┌──
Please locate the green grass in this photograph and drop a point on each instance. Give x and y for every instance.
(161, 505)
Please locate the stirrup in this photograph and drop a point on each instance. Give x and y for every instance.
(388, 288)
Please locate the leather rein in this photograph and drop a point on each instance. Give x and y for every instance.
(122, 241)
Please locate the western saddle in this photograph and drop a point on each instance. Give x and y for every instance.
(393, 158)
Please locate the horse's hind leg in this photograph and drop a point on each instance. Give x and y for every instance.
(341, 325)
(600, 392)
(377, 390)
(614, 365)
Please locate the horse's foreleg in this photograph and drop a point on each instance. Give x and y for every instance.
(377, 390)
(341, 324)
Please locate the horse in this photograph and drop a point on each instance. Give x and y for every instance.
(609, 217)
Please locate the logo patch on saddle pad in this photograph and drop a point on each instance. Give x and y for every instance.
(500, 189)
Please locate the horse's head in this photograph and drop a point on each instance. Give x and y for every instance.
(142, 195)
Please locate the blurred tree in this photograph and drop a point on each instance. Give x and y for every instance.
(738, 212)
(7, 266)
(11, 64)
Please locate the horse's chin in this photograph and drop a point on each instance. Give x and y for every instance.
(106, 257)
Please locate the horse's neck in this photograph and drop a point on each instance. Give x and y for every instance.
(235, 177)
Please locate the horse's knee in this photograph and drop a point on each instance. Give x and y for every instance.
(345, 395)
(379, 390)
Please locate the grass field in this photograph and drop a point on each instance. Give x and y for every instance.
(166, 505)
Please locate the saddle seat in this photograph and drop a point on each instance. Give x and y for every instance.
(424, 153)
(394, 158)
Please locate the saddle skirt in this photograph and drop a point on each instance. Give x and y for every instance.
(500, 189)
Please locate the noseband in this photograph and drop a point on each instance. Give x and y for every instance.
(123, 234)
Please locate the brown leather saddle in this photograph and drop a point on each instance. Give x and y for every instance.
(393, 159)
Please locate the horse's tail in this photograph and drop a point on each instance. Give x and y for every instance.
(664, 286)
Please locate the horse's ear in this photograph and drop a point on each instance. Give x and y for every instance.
└──
— WORK REQUIRED —
Starting with the line that holds "Please locate the noseband", copy every line through the end of the data above. Reproduce them exactly, with no other material.

— TASK SOLUTION —
Please locate the noseband in this photograph and drop a point on each instance. Give x and y for every instance.
(123, 234)
Please locate the brown leather saddle in this photograph and drop a point on each instance. Give x and y for every instance.
(393, 159)
Please locate the horse's tail in this photograph and drop a point on each instance. Give x and y for every instance.
(664, 286)
Please locate the horse's ear in this photograph and drop a point on each instance. Give x and y for every instance.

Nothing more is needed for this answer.